Compiti da svolgere —
(a) Nel testo sulla Libia, qual è il titolo del rapporto pubblicato da Medici senza frontiere?
(b) Elenca tutte le forme di violenza che il testo sulla Libia riporta dopo i due punti, come perpetrate quotidianamente su donne, uomini e bambini.
(c) Per favore, traduci in inglese questa frase del testo sulla Libia: "Abbiamo trascorso mesi così, picchiate ogni giorno."

La Libia è un posto molto pericoloso. C’è un sacco di gente armata. Le persone vengono uccise e i rapimenti sono frequenti. Arrivate a Tripoli siamo state chiuse in una casa con altre 600-700 persone. Non avevamo acqua per lavarci, avevamo pochissimo cibo ed eravamo costretti a dormire gli uni sopra gli altri. È stato molto difficile per mia figlia, è stata male tante volte. C’era molta violenza. Sono stata picchiata a mani nude, coi bastoni e colpita con armi da fuoco. Se ti muovi ti picchiano. Se parli ti picchiano. Abbiamo trascorso mesi così, picchiate ogni giorno.
Medici senza frontiere apre con la testimonianza di una donna eritrea il rapporto “Trapped in transit“, che denuncia le condizioni vissute da migranti e rifugiati in transito in Libia, risultato delle interviste condotte con le migliaia di richiedenti asilo soccorsi nel Mediterraneo centrale. Centinaia di loro sono stati vittime di questa allarmante e incontrollata violenza diffusa nella Libia attuale; gli altri vi hanno assistito: detenzione in condizioni disumane, tortura, pestaggi, violenze sessuali, sfruttamento economico e lavoro forzato sono perpetrati quotidianamente su donne, uomini e bambini dai gruppi armati, dai trafficanti e da quegli individui che traggono profitto dalla presenza dei migranti in transito.

(Voci salvate)
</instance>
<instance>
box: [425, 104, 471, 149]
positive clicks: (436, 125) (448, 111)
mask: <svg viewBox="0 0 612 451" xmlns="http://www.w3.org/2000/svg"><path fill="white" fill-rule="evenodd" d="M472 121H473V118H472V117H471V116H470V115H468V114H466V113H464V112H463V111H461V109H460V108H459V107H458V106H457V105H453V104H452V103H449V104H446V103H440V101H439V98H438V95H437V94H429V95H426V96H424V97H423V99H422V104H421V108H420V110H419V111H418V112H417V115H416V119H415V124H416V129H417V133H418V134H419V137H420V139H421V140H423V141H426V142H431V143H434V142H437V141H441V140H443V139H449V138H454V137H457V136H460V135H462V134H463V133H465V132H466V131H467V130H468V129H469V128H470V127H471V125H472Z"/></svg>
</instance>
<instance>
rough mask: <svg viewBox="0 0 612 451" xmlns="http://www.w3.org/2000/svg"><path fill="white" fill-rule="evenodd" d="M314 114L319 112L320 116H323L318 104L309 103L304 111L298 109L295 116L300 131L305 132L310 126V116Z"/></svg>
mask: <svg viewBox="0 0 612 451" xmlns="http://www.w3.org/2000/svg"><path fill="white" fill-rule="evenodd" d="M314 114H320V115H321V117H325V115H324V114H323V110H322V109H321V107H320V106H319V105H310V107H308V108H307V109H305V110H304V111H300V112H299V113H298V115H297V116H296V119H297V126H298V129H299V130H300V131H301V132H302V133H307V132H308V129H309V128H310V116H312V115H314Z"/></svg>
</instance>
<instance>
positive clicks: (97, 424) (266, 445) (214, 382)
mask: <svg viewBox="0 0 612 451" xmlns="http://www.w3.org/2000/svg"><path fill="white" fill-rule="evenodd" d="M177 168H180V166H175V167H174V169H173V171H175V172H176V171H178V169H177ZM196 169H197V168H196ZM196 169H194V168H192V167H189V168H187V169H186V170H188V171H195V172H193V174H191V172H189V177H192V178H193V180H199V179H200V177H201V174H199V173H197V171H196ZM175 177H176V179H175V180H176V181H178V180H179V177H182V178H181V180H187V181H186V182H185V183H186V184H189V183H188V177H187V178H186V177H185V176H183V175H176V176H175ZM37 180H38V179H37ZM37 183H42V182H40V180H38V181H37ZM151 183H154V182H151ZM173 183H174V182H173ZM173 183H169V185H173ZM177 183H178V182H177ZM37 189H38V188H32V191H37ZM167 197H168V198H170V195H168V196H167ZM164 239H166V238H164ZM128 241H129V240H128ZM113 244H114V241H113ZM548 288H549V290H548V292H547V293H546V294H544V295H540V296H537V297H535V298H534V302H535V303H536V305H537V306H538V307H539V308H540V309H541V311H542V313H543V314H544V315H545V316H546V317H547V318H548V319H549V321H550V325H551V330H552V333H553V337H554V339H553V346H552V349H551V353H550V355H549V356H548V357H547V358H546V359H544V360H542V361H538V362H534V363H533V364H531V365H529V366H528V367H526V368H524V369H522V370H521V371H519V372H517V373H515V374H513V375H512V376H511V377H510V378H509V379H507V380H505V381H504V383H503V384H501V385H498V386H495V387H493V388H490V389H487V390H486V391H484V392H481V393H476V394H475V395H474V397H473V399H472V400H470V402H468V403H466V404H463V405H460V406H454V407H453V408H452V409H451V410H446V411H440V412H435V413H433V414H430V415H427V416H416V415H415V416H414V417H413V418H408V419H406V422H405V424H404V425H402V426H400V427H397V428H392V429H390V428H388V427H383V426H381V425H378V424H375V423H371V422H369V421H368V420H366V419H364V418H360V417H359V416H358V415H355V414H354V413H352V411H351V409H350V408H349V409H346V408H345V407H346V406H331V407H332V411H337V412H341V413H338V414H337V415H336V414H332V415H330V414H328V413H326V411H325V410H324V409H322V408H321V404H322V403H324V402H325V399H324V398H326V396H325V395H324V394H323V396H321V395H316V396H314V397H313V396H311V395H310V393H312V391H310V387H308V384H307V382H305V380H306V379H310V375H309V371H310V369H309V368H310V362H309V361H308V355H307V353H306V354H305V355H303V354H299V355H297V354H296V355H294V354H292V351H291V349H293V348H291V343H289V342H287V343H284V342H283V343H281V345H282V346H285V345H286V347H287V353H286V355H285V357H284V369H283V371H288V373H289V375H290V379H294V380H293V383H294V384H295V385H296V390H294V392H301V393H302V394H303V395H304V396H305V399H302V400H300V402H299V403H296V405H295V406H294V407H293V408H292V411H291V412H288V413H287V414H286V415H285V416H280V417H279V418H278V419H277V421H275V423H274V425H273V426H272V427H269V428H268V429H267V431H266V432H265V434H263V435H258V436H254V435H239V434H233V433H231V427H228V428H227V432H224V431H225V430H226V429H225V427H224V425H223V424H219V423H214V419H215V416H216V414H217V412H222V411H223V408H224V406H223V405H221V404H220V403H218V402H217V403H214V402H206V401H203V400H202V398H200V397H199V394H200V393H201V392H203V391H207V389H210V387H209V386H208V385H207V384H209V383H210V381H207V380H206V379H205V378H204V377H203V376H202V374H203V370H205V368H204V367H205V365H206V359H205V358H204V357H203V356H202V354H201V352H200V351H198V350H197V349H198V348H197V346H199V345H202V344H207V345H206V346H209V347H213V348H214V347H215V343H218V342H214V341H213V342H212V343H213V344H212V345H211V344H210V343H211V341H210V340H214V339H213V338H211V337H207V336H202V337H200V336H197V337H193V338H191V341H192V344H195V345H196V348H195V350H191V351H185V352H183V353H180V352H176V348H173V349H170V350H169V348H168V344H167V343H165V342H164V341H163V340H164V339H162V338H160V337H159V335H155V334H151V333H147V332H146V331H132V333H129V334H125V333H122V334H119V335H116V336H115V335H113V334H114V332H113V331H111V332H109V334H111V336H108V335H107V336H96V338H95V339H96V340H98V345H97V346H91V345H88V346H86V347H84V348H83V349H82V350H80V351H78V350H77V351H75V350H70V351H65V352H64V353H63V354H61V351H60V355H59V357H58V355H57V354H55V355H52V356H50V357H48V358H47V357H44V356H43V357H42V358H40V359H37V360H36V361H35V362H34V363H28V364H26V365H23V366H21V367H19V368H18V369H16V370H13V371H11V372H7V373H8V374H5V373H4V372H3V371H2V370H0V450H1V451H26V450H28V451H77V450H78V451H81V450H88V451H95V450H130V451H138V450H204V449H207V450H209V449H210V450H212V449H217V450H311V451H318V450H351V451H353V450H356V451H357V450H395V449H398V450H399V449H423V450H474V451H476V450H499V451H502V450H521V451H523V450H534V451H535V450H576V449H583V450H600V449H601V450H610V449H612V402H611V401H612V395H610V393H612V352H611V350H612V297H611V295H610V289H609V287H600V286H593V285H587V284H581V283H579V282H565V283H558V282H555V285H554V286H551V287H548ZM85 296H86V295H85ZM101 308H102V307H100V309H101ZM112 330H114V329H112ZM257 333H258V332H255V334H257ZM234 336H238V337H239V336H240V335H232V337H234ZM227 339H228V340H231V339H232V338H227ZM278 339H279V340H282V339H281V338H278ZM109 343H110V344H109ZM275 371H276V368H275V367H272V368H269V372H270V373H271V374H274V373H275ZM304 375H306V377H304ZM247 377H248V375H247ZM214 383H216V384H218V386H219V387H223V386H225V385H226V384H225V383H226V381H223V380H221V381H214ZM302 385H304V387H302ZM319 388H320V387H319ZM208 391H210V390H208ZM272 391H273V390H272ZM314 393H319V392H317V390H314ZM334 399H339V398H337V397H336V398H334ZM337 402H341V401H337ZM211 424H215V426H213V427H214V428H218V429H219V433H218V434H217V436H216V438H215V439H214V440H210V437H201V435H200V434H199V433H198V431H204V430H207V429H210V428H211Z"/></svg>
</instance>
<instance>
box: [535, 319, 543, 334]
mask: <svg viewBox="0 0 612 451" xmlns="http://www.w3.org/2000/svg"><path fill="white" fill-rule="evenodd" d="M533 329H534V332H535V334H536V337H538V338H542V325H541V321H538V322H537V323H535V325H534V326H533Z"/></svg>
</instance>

Soluzioni per compito —
(a) "Trapped in transit"

(b)
- detenzione in condizioni disumane
- tortura
- pestaggi
- violenze sessuali
- sfruttamento economico
- lavoro forzato

(c) We spent months like this, beaten every day.